**Set problem:** How many lines in the material below contain the string "utility"? Case counts; reply with the number alone.

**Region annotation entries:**
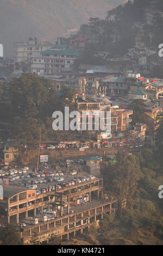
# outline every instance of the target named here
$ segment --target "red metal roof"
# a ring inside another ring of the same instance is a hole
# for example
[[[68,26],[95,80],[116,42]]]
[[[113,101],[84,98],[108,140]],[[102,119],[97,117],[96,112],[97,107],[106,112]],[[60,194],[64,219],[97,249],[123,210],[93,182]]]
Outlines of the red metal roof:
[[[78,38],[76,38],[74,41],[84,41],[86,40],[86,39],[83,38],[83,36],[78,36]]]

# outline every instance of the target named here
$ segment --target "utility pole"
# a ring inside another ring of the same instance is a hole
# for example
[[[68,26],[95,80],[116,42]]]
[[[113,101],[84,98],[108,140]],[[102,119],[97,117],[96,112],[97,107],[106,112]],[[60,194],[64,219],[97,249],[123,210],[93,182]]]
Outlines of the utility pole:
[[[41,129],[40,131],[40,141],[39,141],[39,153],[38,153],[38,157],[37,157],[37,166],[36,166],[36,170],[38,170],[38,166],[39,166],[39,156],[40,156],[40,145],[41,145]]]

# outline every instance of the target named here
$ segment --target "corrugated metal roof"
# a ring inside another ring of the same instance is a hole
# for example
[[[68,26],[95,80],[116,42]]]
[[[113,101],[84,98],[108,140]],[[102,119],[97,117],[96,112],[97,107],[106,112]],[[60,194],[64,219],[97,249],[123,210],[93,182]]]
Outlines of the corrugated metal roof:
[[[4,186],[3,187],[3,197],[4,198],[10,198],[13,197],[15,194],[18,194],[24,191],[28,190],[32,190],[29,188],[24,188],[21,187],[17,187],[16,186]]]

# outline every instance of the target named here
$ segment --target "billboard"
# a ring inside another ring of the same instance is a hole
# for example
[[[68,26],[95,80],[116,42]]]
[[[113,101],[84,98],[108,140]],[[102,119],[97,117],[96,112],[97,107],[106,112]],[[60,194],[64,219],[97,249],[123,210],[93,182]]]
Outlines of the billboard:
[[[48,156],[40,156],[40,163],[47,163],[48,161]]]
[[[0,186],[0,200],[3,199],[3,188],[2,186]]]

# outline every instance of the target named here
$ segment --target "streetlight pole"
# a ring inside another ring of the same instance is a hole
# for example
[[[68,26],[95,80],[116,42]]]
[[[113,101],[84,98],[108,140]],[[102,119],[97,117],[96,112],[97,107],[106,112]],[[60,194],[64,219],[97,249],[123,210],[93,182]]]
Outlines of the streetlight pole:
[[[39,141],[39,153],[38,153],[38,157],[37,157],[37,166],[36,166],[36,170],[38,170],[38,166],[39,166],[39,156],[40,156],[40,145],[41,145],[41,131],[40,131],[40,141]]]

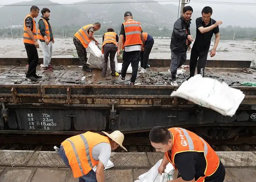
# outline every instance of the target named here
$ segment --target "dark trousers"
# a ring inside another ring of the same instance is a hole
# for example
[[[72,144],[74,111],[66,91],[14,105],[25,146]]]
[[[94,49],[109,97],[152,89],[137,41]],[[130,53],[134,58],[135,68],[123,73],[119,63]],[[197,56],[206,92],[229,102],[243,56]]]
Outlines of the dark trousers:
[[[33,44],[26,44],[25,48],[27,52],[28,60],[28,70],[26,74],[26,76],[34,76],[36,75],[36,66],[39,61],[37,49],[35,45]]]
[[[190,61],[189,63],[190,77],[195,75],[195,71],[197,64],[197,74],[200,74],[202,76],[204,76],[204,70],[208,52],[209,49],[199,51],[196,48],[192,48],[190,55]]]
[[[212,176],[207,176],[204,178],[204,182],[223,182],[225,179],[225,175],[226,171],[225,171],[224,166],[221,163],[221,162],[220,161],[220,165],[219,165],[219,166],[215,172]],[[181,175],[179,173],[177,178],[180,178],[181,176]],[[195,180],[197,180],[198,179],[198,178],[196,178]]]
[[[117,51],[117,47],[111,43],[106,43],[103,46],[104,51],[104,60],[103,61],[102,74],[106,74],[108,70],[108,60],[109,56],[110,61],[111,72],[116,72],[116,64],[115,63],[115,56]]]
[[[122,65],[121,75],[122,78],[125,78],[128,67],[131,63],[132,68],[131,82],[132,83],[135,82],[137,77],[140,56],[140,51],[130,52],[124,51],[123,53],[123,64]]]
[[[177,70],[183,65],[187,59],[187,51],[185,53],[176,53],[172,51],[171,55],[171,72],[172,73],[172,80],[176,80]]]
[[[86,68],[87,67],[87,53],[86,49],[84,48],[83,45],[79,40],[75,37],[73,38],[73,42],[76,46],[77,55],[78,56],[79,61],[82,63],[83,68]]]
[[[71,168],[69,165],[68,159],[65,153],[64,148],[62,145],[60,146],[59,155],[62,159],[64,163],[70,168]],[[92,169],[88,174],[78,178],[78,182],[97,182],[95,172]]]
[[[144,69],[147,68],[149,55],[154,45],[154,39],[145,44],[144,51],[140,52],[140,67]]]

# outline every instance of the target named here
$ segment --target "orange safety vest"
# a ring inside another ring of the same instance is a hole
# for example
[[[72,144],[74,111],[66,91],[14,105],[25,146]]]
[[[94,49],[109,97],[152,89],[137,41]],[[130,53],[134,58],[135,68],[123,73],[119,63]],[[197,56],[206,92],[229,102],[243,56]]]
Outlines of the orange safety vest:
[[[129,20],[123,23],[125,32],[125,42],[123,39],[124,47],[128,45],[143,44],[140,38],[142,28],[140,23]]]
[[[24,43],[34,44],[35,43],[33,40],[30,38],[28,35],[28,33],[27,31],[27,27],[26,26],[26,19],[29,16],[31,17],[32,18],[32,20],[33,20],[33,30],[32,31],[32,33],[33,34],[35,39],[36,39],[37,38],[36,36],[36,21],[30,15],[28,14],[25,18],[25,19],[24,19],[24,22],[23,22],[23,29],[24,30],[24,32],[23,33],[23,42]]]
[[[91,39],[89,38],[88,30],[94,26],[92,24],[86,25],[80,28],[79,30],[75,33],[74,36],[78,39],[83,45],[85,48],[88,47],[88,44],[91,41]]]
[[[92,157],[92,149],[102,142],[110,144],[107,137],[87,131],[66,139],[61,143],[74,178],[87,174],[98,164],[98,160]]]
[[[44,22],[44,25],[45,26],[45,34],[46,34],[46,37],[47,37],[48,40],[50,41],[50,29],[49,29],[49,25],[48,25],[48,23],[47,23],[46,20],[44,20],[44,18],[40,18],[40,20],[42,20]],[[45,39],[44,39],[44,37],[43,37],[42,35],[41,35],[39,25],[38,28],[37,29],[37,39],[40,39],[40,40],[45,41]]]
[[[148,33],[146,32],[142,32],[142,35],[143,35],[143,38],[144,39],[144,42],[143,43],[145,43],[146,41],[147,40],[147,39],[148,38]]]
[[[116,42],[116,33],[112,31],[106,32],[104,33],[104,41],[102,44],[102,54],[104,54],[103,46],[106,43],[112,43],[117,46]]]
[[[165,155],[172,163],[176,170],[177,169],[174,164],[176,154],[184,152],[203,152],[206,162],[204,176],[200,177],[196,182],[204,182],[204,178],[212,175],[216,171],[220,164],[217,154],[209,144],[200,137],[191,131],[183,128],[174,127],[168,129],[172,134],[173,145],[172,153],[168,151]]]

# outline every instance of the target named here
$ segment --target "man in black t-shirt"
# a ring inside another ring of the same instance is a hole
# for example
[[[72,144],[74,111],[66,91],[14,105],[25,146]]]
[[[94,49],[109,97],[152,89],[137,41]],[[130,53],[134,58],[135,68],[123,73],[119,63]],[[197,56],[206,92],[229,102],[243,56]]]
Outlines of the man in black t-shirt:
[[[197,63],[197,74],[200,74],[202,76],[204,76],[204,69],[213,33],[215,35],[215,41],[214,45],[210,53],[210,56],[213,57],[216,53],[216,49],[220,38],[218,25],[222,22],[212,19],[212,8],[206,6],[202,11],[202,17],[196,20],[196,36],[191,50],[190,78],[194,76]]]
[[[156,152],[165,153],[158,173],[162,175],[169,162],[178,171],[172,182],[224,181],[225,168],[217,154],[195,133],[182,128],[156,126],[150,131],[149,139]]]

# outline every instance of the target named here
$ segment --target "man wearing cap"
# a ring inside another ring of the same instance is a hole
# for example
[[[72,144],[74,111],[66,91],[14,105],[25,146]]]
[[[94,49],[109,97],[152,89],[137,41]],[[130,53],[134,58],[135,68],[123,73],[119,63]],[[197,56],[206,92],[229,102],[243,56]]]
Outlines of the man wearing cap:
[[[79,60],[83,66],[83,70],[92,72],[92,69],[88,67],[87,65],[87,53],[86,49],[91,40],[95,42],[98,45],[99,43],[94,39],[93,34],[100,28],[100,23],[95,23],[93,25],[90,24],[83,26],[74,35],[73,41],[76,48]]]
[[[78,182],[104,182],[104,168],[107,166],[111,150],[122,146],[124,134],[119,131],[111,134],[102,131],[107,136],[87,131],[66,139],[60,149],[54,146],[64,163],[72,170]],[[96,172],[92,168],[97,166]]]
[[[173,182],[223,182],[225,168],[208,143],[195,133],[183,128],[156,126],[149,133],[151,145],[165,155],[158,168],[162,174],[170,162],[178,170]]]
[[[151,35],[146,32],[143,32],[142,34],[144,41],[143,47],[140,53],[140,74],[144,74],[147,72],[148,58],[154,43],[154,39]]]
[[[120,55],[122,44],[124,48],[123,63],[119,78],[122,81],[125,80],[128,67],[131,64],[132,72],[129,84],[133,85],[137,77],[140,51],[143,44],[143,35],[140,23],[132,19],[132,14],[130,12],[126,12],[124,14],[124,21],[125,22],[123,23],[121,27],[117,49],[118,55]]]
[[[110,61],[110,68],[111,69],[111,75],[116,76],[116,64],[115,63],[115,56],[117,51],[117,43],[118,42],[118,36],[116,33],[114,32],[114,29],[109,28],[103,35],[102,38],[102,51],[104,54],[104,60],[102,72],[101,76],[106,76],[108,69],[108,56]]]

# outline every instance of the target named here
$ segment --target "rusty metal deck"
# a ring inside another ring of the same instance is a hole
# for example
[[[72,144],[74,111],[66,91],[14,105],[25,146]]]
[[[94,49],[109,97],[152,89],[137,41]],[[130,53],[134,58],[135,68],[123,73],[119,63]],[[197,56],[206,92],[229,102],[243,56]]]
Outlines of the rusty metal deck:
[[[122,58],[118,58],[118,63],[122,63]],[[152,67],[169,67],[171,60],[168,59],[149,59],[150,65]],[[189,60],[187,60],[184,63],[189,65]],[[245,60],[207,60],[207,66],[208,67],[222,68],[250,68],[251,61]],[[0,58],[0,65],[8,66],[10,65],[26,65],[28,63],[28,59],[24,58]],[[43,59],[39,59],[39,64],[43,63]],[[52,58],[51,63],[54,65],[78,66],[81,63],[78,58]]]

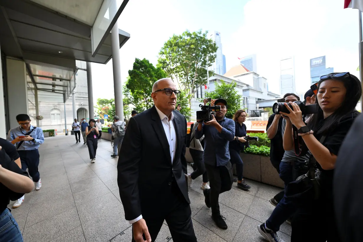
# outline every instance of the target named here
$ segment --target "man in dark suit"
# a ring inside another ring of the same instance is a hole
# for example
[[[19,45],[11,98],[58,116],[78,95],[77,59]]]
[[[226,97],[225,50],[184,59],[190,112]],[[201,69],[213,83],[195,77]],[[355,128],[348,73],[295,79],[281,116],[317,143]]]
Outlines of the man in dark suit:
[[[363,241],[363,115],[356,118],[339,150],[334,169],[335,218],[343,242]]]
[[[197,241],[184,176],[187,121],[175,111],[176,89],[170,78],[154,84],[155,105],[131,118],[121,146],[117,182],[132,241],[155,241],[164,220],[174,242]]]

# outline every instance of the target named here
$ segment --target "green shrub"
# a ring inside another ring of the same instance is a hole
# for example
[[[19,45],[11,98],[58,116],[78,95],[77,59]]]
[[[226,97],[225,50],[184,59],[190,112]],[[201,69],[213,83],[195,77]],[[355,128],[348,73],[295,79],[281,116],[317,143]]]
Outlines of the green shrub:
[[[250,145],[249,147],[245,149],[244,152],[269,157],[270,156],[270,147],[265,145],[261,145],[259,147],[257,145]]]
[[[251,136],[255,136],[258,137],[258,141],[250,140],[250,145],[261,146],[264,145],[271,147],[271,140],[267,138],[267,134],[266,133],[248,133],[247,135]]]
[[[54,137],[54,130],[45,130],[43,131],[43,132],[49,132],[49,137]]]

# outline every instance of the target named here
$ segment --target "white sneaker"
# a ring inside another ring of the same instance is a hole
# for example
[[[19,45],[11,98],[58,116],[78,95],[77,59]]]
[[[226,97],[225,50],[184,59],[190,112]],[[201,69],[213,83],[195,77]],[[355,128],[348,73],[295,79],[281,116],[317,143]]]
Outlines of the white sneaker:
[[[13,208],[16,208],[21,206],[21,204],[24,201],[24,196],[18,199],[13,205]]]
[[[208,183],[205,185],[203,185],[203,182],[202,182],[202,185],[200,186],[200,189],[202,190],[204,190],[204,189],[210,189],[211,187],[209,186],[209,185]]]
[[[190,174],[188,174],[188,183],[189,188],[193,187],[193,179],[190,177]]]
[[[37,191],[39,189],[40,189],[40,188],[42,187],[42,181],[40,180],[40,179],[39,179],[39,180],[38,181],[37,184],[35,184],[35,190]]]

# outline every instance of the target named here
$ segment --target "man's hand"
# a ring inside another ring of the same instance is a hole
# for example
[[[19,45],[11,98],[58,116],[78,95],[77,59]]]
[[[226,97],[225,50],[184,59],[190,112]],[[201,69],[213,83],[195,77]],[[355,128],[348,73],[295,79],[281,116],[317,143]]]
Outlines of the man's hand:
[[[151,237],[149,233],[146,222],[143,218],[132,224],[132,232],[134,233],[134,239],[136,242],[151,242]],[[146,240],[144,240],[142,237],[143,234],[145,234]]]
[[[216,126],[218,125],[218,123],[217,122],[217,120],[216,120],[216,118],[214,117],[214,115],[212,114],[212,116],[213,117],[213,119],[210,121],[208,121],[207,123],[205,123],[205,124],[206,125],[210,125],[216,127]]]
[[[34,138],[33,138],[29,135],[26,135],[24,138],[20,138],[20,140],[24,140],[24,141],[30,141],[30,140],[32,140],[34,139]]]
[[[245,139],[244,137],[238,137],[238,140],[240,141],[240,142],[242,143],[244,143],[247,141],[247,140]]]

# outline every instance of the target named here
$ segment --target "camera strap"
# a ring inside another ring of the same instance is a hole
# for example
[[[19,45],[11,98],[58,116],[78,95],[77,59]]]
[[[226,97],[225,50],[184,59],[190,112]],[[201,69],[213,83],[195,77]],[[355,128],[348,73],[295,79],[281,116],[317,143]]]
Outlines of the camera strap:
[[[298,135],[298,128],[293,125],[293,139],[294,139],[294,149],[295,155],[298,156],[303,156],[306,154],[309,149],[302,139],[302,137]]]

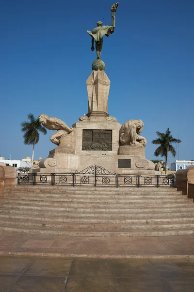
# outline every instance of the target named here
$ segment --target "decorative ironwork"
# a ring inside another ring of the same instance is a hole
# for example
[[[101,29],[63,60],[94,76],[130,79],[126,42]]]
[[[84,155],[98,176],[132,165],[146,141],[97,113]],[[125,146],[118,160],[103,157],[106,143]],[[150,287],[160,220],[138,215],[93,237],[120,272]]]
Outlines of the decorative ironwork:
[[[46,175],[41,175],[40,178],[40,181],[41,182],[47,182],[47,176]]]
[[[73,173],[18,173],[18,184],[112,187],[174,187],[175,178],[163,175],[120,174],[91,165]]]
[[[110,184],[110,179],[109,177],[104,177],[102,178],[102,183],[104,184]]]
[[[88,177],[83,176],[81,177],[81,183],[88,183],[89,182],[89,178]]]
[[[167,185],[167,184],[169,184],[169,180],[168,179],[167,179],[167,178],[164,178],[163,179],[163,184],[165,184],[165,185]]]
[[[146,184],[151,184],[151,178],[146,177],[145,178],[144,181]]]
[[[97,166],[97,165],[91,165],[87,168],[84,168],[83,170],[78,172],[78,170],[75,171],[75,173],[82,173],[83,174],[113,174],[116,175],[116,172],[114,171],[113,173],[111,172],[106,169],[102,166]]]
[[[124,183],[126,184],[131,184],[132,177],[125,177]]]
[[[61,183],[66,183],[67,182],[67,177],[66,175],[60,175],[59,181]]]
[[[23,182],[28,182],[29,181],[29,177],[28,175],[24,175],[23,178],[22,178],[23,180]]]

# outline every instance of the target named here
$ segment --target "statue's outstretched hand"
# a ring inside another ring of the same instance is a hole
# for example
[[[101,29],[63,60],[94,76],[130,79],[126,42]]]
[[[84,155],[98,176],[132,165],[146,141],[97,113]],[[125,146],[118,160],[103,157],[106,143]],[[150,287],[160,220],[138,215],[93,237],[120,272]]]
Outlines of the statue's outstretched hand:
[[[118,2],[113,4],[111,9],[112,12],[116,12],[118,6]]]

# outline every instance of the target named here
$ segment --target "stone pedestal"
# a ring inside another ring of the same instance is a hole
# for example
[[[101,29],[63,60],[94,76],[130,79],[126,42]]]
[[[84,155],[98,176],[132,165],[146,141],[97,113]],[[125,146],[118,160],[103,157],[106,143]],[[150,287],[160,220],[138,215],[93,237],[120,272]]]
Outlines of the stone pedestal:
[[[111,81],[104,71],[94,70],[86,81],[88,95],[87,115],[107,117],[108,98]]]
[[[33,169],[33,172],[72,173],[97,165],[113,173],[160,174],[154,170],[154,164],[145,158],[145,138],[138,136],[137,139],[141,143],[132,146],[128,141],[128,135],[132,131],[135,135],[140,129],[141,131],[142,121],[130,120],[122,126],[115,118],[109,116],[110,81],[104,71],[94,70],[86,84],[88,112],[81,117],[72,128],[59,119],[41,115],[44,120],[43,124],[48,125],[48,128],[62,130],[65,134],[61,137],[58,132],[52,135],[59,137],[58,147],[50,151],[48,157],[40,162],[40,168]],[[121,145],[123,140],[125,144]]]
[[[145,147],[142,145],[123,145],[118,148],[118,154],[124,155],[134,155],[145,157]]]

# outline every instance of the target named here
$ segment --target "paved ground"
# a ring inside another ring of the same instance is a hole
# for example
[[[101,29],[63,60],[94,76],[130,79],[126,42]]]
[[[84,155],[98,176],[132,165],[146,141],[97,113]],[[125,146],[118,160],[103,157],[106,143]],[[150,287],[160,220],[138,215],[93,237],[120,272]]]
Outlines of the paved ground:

**Full solution:** 2